What to produce ->
Could you copy out, character for character, the lines of the records below, from the line containing "Each instance of the green" up to and including the line containing "223 100 L 210"?

──────────────────────────────

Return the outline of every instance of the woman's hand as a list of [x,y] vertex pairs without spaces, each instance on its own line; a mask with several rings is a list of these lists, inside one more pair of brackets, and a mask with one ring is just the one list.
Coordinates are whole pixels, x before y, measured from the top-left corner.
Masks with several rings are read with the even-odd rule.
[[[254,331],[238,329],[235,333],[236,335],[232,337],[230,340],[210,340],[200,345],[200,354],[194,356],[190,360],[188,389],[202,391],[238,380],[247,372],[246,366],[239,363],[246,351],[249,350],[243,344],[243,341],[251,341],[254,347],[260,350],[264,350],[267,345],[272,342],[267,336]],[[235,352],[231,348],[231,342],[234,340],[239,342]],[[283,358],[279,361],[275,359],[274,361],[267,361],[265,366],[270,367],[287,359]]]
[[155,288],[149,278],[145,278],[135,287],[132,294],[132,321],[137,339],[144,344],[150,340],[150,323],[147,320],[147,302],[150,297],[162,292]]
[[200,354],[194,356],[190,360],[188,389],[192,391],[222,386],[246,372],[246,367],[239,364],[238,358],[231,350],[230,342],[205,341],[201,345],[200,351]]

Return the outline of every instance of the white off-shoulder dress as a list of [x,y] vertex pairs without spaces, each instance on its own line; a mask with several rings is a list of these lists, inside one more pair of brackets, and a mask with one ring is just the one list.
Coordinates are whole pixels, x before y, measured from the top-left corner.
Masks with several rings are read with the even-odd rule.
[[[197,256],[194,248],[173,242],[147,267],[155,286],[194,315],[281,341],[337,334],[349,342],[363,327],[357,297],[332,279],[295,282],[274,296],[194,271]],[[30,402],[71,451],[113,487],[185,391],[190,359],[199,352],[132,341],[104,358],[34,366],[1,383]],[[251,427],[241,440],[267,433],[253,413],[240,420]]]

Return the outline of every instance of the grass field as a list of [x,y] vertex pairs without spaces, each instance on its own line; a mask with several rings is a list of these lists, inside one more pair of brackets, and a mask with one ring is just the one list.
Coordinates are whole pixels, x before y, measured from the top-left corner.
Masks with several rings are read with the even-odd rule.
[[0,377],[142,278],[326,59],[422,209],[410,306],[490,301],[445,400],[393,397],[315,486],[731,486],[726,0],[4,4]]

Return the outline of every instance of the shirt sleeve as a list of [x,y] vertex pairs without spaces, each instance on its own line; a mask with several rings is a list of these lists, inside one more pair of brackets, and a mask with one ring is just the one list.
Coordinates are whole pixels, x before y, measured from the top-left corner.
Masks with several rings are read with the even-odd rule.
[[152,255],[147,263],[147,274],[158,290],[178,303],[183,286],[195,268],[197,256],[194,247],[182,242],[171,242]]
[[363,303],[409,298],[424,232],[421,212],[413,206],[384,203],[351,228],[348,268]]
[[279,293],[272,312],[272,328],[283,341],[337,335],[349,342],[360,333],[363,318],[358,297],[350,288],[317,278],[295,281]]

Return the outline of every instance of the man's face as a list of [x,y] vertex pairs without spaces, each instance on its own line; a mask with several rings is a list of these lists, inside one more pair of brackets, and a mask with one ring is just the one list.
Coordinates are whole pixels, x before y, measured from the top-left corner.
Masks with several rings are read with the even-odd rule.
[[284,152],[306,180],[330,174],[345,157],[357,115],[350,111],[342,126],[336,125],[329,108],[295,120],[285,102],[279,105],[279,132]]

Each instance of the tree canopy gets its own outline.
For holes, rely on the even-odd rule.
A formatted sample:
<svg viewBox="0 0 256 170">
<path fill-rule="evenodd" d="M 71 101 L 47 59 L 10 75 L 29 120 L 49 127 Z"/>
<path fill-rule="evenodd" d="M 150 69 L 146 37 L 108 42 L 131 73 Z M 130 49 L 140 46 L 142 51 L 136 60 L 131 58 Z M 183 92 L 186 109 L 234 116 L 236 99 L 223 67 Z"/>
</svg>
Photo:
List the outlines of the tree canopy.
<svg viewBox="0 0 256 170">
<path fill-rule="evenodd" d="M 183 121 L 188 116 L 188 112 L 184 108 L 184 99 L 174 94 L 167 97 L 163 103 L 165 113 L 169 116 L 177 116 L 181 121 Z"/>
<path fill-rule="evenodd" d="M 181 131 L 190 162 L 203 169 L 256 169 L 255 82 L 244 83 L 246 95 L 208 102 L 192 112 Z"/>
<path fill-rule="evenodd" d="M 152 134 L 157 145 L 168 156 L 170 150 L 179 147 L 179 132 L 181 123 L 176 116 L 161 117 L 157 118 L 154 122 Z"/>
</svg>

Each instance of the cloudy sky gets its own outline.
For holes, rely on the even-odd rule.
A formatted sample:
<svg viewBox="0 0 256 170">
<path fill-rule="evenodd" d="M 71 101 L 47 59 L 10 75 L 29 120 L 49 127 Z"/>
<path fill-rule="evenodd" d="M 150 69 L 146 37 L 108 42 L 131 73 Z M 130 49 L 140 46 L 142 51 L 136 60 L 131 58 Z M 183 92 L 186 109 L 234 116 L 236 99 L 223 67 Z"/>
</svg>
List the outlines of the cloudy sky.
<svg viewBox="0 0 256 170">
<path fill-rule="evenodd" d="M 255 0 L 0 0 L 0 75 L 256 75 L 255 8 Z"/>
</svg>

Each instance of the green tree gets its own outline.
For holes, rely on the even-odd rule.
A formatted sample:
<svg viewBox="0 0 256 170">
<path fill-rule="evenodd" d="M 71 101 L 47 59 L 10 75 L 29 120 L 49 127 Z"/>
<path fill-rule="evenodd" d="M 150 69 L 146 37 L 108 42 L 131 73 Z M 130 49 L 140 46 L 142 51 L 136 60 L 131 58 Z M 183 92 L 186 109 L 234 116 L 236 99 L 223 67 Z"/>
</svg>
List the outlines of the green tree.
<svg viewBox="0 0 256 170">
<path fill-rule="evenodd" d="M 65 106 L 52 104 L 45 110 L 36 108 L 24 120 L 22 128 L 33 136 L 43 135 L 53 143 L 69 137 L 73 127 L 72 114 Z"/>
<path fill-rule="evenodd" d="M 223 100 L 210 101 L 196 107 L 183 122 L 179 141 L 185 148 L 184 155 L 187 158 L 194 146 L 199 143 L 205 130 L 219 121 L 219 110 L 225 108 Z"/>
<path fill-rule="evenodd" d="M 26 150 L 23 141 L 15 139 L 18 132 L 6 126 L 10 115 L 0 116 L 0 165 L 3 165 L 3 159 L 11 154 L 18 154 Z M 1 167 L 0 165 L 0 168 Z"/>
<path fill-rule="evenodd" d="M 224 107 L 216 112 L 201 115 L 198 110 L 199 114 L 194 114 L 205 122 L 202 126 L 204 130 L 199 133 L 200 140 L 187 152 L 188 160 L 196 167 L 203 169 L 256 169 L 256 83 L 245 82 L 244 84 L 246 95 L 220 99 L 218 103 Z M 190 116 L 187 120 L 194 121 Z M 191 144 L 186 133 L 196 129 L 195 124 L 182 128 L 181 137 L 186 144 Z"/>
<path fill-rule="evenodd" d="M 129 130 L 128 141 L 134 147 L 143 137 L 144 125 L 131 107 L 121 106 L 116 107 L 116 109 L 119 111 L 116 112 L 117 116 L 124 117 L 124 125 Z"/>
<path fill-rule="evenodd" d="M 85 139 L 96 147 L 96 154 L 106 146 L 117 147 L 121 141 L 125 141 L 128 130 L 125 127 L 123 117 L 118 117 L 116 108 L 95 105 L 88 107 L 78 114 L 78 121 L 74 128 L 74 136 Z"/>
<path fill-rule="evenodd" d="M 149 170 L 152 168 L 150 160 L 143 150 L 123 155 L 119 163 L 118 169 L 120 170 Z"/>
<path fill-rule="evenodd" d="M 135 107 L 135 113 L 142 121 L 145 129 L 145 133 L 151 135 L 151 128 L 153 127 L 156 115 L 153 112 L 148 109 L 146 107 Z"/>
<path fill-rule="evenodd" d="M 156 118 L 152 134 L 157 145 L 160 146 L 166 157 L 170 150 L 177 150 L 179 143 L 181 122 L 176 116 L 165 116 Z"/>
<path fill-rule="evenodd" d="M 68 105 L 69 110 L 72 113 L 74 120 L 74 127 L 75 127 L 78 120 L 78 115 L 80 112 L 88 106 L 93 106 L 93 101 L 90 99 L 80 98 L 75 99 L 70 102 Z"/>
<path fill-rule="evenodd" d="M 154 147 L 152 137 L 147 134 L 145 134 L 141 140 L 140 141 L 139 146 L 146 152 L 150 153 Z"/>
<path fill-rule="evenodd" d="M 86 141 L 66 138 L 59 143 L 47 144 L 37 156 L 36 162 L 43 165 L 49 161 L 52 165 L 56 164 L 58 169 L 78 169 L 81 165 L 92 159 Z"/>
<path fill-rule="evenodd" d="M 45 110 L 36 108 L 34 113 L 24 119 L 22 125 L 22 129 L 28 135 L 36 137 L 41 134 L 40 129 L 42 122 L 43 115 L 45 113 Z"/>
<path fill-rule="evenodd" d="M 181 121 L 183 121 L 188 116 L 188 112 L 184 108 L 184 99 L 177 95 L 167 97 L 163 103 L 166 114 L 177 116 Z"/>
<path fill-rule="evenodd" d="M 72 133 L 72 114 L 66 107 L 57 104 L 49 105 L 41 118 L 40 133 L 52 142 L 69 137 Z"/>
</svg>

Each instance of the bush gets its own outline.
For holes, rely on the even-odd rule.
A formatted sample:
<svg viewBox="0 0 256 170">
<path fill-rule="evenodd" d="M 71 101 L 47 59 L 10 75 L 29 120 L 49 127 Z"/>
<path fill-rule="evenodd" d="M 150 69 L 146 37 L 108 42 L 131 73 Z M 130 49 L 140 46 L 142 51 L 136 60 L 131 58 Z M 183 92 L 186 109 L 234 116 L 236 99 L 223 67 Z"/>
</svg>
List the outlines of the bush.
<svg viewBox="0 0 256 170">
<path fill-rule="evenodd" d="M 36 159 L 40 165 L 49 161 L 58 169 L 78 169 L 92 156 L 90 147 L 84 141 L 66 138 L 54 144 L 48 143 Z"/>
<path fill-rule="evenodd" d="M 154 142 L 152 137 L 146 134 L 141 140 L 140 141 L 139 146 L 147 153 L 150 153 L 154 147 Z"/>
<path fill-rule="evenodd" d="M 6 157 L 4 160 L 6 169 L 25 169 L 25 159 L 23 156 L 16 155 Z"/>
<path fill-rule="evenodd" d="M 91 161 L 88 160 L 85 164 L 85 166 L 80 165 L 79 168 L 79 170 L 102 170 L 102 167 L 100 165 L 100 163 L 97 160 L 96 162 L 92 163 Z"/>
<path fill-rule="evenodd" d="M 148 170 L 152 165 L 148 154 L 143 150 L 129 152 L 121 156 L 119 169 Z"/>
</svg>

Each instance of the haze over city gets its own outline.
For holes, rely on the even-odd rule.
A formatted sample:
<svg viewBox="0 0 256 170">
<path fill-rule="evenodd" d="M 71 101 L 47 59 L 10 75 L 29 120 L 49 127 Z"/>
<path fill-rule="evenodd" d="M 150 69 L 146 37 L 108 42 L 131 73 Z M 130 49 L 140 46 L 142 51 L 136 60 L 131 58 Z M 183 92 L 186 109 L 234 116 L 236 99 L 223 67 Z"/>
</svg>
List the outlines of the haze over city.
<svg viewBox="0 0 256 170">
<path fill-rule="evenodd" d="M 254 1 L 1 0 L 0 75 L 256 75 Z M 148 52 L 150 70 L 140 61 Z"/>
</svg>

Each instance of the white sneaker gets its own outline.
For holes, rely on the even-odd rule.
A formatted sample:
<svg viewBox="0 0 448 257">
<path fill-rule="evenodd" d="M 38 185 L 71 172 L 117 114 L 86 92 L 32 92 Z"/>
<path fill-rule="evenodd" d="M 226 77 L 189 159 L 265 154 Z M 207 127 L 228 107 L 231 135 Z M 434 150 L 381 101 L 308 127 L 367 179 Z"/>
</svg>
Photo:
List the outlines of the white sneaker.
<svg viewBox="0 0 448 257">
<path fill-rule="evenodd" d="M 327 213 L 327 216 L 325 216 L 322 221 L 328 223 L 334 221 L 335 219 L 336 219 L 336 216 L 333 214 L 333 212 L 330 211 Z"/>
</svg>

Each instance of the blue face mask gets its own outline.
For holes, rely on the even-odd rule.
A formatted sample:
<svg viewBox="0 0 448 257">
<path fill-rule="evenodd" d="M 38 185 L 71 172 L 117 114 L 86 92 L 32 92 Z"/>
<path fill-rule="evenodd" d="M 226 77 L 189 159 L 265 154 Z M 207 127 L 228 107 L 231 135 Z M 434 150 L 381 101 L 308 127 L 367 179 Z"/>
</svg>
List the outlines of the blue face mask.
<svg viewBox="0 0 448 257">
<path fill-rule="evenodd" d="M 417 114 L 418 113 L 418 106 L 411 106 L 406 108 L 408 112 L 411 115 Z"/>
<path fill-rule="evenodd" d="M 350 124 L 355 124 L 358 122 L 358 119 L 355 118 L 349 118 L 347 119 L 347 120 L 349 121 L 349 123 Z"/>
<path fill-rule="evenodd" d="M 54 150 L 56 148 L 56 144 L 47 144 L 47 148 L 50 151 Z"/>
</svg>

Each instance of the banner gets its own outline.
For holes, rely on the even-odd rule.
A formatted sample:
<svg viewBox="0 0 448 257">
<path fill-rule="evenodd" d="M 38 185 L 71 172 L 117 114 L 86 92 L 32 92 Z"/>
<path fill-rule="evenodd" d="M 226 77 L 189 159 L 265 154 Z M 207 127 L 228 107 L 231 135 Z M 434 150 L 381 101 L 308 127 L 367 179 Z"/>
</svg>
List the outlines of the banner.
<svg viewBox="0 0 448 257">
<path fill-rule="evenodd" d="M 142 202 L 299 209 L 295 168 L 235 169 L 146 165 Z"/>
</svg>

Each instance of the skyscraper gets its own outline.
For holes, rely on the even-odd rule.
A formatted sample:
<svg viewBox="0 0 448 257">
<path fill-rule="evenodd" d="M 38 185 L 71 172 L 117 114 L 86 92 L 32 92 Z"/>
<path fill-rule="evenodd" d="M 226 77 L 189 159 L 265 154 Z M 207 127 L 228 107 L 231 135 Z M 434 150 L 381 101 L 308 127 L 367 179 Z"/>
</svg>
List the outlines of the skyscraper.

──────────────────────────────

Task solution ->
Each instance of the green tree gets its own outline.
For holes, rely on the even-odd rule.
A formatted sample:
<svg viewBox="0 0 256 170">
<path fill-rule="evenodd" d="M 71 101 L 47 59 L 10 75 L 29 120 L 49 127 Z"/>
<path fill-rule="evenodd" d="M 150 69 L 146 37 L 108 42 L 131 73 Z M 130 49 L 140 46 L 142 51 L 136 60 L 131 58 Z M 183 92 L 186 109 L 234 116 L 236 99 L 223 67 Z"/>
</svg>
List the outlines of the green tree.
<svg viewBox="0 0 256 170">
<path fill-rule="evenodd" d="M 65 106 L 52 104 L 45 110 L 36 108 L 24 120 L 22 128 L 33 136 L 43 135 L 53 143 L 69 137 L 73 127 L 72 114 Z"/>
<path fill-rule="evenodd" d="M 223 100 L 210 101 L 196 107 L 183 122 L 179 141 L 185 148 L 184 155 L 187 158 L 194 146 L 199 143 L 205 130 L 219 121 L 219 110 L 225 108 Z"/>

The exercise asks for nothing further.